▸ Work to do:
Arrange the rows below as a two-column CSV with the header columns input and output, starting at the beginning and ending at the line that contains "[12,46,784,391]". Give one line per row: its text under input and its answer under output, each in a single quoted field, with any line breaks replaced by spaces.

▸ Information given:
* start *
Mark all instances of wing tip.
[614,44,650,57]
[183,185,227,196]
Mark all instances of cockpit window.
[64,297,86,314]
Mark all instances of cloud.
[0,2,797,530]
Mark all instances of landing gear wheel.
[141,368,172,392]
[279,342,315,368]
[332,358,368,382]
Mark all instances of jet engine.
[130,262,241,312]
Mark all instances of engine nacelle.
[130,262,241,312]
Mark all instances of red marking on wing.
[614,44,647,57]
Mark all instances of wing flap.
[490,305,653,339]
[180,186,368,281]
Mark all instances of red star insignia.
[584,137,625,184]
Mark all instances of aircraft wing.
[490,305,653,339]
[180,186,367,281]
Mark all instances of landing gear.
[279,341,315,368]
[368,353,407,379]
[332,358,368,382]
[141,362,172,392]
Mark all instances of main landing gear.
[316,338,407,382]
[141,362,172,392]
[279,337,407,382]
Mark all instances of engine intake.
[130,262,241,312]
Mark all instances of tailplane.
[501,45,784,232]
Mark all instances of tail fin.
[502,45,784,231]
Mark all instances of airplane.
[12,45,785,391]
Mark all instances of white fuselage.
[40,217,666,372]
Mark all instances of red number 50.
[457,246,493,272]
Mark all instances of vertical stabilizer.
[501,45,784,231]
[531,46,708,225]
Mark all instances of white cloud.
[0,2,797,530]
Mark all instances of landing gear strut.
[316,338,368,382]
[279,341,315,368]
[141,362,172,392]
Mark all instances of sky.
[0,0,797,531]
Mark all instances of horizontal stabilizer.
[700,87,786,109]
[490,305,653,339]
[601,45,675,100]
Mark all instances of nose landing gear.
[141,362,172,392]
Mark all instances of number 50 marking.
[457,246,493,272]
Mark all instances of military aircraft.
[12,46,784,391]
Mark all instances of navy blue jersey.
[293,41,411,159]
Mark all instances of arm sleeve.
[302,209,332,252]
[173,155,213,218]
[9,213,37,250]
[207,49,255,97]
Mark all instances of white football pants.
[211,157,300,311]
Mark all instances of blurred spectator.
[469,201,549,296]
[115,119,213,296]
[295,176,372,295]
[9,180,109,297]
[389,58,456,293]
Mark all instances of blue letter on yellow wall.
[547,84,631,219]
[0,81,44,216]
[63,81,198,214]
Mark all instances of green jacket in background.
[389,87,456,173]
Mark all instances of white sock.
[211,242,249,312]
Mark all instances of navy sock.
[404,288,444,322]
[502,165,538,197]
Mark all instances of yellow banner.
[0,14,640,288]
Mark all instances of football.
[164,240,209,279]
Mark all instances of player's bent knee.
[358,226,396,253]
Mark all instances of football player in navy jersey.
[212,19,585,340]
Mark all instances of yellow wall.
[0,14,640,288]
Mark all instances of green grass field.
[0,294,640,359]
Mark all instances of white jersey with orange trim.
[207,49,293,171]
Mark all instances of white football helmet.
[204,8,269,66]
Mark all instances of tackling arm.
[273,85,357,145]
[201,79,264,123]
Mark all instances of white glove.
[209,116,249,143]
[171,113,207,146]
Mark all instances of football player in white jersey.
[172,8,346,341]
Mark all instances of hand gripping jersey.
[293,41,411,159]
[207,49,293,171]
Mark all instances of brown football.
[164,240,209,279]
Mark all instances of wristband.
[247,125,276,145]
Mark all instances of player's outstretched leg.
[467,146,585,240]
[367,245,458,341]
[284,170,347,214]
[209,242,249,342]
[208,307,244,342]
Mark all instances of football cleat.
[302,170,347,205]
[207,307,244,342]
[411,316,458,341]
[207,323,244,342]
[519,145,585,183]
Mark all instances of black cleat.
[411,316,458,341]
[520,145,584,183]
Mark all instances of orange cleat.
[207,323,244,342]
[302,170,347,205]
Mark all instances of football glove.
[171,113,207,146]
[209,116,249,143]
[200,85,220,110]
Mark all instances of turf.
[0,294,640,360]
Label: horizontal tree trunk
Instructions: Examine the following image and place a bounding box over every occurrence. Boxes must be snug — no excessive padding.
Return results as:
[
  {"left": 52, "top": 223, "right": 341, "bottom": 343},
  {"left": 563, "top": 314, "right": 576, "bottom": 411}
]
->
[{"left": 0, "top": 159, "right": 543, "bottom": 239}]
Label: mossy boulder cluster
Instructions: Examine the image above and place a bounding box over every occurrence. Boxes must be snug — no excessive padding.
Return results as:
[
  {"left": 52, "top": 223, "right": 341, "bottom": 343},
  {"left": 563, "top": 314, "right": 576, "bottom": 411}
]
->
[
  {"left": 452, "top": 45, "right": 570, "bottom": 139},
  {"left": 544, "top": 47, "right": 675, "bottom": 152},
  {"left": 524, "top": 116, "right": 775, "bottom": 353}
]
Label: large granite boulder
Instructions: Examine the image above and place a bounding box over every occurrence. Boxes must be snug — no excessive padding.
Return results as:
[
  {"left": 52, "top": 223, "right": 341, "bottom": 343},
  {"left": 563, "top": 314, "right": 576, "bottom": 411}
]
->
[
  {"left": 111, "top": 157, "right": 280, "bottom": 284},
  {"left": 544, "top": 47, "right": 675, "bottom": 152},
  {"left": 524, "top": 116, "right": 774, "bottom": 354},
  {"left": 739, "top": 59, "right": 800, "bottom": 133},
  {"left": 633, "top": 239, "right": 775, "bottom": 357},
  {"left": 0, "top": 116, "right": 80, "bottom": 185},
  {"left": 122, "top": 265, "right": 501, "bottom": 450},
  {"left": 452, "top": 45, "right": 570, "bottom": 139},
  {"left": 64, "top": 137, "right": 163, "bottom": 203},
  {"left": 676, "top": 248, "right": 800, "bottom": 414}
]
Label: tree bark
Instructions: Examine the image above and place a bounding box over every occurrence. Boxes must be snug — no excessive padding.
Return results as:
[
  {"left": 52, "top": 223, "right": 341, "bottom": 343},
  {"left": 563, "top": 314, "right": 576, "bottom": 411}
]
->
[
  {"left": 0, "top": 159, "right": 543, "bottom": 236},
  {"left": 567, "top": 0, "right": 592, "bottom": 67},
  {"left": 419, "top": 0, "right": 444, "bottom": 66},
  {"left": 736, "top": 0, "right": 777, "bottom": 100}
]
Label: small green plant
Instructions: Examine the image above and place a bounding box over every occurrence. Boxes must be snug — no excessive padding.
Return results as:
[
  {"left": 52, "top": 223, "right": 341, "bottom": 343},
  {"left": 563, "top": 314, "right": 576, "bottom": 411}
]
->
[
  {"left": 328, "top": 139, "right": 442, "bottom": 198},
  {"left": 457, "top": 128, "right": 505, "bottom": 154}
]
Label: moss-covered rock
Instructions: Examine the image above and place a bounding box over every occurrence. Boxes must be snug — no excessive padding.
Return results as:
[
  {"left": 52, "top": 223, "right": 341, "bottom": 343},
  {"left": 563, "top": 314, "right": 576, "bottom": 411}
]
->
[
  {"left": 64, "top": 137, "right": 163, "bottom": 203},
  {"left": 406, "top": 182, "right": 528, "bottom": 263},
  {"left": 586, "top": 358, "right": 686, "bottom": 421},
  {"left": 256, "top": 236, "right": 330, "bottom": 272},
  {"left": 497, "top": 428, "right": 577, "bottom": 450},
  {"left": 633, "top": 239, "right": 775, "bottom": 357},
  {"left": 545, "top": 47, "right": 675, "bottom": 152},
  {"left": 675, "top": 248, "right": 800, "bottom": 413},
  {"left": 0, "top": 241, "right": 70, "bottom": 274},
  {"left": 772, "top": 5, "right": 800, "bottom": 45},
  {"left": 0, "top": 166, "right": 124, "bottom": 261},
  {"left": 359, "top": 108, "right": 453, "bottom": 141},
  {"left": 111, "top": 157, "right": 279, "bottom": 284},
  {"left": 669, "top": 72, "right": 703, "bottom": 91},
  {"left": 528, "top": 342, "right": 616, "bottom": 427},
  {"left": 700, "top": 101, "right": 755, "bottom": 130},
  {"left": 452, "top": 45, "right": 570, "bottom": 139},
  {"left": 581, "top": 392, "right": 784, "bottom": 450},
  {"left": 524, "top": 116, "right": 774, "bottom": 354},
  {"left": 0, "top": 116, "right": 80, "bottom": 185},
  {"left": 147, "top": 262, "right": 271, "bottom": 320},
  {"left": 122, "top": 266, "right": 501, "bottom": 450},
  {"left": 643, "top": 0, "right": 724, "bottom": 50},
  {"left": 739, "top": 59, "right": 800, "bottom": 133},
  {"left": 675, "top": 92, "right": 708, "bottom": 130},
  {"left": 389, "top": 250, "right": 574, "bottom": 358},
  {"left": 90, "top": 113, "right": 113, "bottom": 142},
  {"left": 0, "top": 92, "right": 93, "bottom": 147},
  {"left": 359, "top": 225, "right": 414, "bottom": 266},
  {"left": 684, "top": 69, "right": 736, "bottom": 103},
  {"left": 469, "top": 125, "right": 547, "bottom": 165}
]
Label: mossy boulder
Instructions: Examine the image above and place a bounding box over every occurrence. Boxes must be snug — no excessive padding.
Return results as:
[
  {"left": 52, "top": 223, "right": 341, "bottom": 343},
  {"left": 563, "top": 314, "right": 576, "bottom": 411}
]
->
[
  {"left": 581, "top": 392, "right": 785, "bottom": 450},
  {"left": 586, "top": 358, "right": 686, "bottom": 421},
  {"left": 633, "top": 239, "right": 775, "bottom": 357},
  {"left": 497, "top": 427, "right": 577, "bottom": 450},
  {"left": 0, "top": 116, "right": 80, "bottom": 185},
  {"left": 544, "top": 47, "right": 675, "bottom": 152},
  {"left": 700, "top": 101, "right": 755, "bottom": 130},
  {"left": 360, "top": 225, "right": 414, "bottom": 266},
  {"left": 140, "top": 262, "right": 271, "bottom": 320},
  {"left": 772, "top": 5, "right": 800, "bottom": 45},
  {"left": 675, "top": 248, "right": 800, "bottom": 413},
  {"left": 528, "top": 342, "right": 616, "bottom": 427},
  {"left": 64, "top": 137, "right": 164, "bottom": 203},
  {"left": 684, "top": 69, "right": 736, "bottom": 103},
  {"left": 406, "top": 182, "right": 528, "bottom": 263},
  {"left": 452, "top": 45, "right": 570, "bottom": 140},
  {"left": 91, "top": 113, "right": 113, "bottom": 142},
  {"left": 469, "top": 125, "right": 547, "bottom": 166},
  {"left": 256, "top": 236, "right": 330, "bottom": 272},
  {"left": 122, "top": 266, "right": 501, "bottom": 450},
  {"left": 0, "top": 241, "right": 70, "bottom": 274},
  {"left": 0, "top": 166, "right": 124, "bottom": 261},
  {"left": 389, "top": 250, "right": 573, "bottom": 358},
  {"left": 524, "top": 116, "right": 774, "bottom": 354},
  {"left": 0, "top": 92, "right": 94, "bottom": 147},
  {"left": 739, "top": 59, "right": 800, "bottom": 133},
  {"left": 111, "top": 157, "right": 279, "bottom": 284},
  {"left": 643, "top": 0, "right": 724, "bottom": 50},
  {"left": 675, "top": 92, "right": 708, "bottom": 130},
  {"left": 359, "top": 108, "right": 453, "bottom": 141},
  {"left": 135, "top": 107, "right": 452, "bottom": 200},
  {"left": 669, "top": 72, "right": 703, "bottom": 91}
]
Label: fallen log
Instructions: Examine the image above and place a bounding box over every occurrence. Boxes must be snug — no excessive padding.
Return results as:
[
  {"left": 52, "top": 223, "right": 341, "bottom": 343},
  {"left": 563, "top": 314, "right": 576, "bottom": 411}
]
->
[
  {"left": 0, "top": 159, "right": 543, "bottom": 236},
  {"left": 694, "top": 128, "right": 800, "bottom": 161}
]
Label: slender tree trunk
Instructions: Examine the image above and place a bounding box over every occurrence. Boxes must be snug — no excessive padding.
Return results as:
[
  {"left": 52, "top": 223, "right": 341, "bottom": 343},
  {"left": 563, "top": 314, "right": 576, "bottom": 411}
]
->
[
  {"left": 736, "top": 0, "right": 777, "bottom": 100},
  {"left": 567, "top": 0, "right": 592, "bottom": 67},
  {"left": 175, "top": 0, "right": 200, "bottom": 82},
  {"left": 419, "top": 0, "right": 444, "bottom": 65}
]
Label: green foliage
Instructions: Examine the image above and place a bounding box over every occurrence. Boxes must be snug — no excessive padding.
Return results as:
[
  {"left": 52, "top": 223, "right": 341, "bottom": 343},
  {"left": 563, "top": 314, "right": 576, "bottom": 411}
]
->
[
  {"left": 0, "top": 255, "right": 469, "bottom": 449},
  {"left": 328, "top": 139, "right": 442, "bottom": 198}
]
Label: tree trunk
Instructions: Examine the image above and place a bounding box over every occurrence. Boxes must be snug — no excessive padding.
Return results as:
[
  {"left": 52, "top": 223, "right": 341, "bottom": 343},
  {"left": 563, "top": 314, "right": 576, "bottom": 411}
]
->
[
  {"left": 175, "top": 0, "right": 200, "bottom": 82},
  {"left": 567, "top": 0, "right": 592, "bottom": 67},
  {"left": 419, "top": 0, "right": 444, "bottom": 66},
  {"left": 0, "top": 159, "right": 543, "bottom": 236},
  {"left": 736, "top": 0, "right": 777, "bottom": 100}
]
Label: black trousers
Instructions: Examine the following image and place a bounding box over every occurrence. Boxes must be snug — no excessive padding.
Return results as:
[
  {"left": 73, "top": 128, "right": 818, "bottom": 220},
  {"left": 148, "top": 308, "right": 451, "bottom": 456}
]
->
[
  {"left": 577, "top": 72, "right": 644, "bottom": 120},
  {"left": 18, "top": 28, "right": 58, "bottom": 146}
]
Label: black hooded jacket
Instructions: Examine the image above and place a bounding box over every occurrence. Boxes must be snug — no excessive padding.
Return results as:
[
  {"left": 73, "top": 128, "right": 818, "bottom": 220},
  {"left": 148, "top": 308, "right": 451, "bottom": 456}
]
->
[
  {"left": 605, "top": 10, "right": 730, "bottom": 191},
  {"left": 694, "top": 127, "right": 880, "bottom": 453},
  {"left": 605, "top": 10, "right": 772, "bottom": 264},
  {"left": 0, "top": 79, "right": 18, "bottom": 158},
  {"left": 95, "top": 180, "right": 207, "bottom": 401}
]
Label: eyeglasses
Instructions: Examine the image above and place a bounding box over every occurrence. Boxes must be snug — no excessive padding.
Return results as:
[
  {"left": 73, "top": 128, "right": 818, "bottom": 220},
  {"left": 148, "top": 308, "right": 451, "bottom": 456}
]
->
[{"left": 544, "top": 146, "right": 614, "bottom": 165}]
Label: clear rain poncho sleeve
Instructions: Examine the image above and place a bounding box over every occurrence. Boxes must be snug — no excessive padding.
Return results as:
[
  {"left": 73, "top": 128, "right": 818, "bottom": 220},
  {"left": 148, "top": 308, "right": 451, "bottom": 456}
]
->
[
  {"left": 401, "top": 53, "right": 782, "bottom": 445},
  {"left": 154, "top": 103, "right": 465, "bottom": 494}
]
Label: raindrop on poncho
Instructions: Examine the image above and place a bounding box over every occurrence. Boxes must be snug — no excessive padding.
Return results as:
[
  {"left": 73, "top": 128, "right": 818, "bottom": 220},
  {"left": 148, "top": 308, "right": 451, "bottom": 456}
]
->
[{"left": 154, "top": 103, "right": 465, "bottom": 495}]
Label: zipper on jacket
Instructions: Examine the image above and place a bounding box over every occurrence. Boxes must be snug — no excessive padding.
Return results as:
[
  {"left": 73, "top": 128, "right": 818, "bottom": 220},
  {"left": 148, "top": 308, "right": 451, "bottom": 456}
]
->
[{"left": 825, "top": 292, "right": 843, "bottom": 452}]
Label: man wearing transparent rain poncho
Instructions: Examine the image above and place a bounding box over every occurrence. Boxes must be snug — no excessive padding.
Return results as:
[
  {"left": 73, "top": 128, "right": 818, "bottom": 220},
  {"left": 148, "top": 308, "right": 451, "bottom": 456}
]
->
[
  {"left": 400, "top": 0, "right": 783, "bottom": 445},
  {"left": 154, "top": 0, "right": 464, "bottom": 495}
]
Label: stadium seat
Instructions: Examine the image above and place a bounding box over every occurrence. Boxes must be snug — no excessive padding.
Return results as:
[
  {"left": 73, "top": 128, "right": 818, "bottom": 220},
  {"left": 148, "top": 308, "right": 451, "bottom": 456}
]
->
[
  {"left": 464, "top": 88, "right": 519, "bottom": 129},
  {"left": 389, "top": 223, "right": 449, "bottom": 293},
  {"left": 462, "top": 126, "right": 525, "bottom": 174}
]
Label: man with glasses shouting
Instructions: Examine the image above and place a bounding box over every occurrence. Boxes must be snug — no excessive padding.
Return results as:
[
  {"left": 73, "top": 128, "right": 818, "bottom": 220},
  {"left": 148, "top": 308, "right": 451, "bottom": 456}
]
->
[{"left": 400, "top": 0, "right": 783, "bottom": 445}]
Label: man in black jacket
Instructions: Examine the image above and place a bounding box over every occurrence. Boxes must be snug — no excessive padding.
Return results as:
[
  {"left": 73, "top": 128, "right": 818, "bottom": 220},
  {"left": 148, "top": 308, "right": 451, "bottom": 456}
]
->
* end *
▸ Result of this task:
input,output
"Mark all instances of wing tip.","[614,44,650,57] [183,185,227,196]"
"Mark all instances of cockpit window.","[64,297,86,314]"
"Mark all instances of cloud.","[0,2,797,530]"
"Mark all instances of landing gear wheel.","[141,368,172,392] [279,342,315,368] [332,358,368,382]"
"Mark all instances of jet engine.","[130,262,241,312]"
"Mark all instances of engine nacelle.","[130,262,241,312]"
"Mark all instances of red marking on wing.","[614,44,647,57]"
"Mark all instances of wing flap.","[490,305,653,339] [180,186,368,281]"
"Mark all instances of red star insignia.","[584,137,625,184]"
"Mark all instances of aircraft wing.","[490,305,653,339] [180,186,367,281]"
"Mark all instances of landing gear.","[279,341,315,368] [368,353,407,379] [332,358,368,382] [141,362,172,392]"
"Mark all instances of main landing gear.","[316,338,407,382] [141,362,172,392] [279,337,407,382]"
"Mark all instances of engine intake.","[130,262,241,312]"
"Mark all instances of tailplane.","[501,45,784,232]"
"Mark all instances of tail fin.","[502,45,784,231]"
"Mark all instances of airplane.","[12,45,785,391]"
"Mark all instances of white fuselage.","[40,217,666,372]"
"Mark all instances of red number 50.","[457,246,493,272]"
"Mark all instances of vertical stabilizer.","[501,45,784,231] [531,46,708,225]"
"Mark all instances of white cloud.","[0,2,797,530]"
"Mark all instances of landing gear strut.","[316,338,368,382] [279,341,315,368] [141,362,172,392]"
"Mark all instances of sky.","[0,0,797,531]"
"Mark all instances of horizontal stabilizer.","[700,87,786,109] [490,305,653,339] [601,45,675,100]"
"Mark all instances of nose landing gear.","[141,362,172,392]"
"Mark all instances of number 50 marking.","[457,246,493,272]"
"Mark all instances of military aircraft.","[12,46,784,391]"